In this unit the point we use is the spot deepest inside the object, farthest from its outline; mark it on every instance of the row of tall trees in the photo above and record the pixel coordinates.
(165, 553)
______________________________
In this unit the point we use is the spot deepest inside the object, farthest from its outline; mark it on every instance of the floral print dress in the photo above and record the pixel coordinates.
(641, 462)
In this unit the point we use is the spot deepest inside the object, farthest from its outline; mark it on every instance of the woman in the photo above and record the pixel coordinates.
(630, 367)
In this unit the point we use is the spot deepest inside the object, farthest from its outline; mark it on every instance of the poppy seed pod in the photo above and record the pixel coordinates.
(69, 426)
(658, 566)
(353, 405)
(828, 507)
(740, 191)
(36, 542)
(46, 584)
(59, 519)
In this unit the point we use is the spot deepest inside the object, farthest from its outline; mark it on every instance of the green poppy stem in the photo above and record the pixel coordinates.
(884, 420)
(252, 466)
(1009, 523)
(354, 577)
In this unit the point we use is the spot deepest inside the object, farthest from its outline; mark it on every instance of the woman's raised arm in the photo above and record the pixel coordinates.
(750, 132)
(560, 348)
______________________________
**ЦЕЛЬ ЗАДАНИЯ:**
Найдите в приведенных выше данных все строки со словом «coordinates» и перепишите их.

**РЕШЕНИЕ ЗАДАЧИ:**
In this unit the point we use is the spot deepest inside the object, farthest from its outline; mark it on every instance of the row of tall trees in the photo above and record the pixel coordinates.
In this unit the point we use is the spot deepest inside the object, farthest from its outline; mark it on every instance of the floral print dress in the photo above and record the pixel coordinates.
In this unit the point we use is the spot deepest inside the object, farthest from its outline; mark it on every instance of the woman in the photo above and record the pixel coordinates.
In this unit the point we use is the spot deepest inside the object, farthest from its outline; mark it on every instance of the poppy seed pod in the photo above and record the pixel coordinates.
In this unit the point we use is the spot deepest inside the object, farthest from its outline; mark it on every instance of the green poppy stem in the photo above and record the pixel coordinates.
In this unit the point we use is the spot deepest inside the object, farthest from its outline; mark it on every instance of the woman's raised arm in the photo above and record the pixel coordinates.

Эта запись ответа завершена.